Swap "instance" for "occurrence" in the rows starting with the line containing "Where can the green herb" and going on through the last row, then write those lines out again with nothing else changed.

--- Supplied records ---
+ + +
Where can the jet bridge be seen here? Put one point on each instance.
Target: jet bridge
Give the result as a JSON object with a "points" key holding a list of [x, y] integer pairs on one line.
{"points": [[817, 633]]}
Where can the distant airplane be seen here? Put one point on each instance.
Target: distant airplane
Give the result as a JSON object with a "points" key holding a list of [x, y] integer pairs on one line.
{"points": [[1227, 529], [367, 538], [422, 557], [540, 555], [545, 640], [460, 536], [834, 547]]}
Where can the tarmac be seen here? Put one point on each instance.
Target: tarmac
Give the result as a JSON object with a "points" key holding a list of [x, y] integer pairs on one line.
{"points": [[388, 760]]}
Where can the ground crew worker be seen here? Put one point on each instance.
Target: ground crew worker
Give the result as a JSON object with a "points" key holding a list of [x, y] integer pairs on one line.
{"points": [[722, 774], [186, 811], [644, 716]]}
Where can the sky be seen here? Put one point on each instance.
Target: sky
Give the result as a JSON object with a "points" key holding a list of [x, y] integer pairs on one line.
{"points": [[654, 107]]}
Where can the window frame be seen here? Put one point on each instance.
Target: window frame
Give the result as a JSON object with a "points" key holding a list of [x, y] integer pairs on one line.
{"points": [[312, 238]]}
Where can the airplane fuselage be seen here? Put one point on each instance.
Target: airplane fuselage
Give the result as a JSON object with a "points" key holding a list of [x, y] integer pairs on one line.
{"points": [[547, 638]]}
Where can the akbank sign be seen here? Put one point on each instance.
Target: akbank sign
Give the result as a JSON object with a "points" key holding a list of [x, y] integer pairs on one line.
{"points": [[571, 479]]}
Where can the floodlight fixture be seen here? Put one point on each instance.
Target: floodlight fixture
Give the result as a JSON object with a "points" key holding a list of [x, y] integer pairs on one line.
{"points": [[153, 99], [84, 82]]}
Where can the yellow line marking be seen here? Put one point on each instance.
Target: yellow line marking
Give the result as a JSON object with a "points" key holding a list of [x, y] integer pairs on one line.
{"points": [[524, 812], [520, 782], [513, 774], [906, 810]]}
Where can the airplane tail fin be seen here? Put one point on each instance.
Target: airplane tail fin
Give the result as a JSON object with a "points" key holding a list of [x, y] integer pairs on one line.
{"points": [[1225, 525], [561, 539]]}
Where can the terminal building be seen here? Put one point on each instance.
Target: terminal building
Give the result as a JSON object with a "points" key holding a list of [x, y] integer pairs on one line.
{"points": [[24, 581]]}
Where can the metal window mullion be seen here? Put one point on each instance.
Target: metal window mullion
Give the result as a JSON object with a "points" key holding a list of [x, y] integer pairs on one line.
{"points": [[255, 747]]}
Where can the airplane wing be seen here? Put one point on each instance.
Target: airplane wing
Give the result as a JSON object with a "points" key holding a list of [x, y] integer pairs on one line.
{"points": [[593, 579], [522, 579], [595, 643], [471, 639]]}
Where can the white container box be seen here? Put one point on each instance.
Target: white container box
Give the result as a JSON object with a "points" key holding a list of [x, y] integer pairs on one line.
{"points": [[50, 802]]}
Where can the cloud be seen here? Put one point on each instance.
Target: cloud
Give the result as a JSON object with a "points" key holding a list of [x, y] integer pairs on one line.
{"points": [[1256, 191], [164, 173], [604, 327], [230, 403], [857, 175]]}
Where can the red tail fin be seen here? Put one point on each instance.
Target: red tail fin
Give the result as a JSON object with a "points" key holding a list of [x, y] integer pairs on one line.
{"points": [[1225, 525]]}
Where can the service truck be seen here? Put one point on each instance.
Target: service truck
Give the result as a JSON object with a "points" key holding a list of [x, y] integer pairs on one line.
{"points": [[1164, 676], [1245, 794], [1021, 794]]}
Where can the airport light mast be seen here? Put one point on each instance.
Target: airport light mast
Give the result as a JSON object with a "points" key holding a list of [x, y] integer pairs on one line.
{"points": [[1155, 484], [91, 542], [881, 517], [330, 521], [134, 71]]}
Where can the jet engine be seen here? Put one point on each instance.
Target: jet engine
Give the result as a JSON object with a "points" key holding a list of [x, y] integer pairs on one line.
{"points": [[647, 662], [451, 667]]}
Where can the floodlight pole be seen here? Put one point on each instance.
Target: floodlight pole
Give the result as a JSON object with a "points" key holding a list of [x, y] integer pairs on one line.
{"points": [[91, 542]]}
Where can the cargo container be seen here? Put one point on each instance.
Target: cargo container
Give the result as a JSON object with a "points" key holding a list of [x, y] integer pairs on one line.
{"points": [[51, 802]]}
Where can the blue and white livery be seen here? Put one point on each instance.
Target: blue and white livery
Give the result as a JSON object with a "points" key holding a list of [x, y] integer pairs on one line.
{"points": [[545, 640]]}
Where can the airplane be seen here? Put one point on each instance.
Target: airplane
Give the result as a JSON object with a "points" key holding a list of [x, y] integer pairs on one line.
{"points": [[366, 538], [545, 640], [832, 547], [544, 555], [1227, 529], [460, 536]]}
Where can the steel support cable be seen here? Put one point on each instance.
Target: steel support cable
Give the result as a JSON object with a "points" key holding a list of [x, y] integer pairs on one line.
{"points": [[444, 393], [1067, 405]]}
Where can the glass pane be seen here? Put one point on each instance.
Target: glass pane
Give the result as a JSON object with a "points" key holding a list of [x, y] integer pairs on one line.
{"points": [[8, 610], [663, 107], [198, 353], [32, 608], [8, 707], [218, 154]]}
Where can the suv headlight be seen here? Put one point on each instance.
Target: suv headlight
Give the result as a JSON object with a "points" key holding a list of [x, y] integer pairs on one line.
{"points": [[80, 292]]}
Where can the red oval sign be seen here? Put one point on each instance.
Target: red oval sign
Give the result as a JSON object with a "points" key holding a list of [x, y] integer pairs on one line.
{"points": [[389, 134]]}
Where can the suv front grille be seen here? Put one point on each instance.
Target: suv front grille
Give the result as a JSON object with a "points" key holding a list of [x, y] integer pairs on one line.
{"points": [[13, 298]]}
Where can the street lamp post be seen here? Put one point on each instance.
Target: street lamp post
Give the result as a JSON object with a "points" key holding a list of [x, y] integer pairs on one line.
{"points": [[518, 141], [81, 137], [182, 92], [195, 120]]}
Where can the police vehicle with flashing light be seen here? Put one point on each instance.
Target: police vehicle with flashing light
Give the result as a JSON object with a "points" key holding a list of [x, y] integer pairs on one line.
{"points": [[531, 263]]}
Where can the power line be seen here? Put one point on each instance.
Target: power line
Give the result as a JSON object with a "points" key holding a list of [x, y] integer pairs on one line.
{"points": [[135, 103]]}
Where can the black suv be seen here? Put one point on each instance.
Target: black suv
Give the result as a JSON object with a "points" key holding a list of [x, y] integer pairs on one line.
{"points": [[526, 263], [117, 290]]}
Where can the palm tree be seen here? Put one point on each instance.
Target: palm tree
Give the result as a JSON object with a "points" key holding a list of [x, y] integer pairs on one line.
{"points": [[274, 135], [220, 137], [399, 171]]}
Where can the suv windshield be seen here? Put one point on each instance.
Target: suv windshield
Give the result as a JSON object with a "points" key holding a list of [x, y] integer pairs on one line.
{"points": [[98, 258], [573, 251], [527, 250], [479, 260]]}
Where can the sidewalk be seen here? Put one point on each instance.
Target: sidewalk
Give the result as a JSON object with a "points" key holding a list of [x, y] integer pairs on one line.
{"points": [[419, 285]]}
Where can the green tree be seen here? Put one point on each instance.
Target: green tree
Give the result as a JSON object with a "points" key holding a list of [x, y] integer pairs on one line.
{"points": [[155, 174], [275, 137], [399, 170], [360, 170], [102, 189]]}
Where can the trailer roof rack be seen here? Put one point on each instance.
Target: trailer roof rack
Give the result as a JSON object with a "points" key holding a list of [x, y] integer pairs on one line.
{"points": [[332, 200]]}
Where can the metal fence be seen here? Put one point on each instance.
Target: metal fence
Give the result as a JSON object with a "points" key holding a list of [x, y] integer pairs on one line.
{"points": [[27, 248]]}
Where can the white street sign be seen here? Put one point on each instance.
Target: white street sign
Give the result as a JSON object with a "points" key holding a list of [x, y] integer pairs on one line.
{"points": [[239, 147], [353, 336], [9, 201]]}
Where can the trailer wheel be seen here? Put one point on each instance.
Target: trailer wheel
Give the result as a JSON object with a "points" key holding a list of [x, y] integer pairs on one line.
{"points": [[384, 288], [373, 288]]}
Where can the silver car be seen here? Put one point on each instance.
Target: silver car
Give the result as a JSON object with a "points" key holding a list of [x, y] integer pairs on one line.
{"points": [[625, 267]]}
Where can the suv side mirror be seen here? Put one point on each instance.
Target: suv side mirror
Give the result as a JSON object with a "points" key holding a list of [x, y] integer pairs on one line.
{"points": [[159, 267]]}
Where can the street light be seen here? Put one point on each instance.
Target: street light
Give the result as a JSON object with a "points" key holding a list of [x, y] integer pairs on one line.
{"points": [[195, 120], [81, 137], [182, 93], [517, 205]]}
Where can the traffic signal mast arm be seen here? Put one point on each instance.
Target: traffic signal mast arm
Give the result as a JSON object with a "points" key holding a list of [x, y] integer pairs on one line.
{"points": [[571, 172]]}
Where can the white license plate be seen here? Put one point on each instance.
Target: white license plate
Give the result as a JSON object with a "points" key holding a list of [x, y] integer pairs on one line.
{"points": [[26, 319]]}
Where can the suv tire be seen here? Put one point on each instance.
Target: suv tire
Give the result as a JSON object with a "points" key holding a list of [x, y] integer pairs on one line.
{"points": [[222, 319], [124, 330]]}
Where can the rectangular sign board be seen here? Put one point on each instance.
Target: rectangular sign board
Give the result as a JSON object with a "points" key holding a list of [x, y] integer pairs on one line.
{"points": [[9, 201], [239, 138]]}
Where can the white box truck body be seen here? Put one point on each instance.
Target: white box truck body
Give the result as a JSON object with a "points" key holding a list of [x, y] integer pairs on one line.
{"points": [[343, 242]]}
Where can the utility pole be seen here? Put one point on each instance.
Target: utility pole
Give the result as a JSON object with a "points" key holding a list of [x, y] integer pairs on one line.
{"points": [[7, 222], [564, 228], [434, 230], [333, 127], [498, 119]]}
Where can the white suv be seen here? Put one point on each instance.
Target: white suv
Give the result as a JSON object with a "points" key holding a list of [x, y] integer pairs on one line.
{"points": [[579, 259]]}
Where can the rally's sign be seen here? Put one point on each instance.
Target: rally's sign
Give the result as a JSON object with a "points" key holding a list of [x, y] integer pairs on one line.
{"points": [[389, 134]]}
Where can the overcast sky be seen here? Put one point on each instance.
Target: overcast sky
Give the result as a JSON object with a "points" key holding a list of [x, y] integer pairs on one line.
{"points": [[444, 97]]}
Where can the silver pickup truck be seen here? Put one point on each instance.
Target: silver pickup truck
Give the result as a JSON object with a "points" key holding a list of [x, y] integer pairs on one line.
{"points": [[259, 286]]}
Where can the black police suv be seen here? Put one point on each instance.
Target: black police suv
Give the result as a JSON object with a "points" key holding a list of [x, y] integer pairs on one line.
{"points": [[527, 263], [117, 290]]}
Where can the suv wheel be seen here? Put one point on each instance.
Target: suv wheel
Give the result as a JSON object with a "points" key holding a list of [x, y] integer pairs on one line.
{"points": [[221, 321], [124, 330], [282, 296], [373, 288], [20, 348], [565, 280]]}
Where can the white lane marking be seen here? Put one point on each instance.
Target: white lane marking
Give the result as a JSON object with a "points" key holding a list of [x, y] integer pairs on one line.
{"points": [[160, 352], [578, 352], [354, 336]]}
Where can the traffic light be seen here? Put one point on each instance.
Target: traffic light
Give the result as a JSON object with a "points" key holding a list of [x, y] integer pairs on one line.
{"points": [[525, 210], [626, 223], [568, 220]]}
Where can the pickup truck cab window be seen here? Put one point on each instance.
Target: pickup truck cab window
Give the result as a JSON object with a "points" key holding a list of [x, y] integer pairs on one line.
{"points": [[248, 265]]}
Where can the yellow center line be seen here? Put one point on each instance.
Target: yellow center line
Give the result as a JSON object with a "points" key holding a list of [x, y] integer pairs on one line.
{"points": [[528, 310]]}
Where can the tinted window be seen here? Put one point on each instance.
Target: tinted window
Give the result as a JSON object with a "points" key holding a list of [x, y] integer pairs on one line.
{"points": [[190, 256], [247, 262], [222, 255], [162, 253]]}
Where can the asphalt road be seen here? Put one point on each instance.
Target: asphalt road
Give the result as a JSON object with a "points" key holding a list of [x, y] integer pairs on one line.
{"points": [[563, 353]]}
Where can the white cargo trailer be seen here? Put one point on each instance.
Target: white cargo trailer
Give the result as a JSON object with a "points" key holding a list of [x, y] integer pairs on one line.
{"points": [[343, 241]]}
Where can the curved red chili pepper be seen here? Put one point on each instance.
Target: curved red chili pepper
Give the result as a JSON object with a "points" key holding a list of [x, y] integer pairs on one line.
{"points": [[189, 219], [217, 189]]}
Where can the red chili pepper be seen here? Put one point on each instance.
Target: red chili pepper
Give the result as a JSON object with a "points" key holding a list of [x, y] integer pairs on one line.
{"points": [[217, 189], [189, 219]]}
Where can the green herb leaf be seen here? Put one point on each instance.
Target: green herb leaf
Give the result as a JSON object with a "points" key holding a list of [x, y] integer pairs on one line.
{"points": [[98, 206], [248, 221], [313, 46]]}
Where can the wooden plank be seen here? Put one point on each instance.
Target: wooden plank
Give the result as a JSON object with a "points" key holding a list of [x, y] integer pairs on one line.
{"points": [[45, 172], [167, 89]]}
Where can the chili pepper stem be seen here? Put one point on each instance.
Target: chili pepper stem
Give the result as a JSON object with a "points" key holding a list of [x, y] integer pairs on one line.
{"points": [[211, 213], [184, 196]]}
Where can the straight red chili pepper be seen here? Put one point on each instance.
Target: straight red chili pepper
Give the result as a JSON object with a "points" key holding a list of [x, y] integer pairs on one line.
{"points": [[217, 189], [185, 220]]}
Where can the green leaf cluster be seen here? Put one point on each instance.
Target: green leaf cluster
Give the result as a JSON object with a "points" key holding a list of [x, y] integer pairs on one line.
+ + +
--- Finished exercise ---
Where can the green herb leaf be seen here? Put one point on each occurrence.
Target: green herb leaf
Give the result as a JSON object with a "points" key holding a list of [x, y] integer pairs on one line.
{"points": [[98, 206], [248, 221], [313, 46]]}
Where can the wooden plank be seen here? Put one point on each occurrence.
Target: wooden plank
Give the result as a JSON object with a "points" key holding a list of [x, y] integer pairs on one line.
{"points": [[45, 172], [167, 89]]}
Where can the chili pepper stem be seen here? Put one point on each occurrence.
Target: chili pepper stem
Give the result as a JSON object with a "points" key holding a list of [x, y] integer pairs on one line.
{"points": [[211, 213], [184, 196]]}
Where can the straight red chili pepper be seen here? Put one point on each occurrence.
Target: straight red chili pepper
Give the result as a JSON object with a "points" key holding a list of [x, y] integer pairs on one line.
{"points": [[217, 189], [185, 220]]}
Where can the green leaf cluster be seen here? Put one point on each occurrence.
Target: green leaf cluster
Give the result as a JSON object with a "points" key holding a list of [x, y] integer pairs on one line.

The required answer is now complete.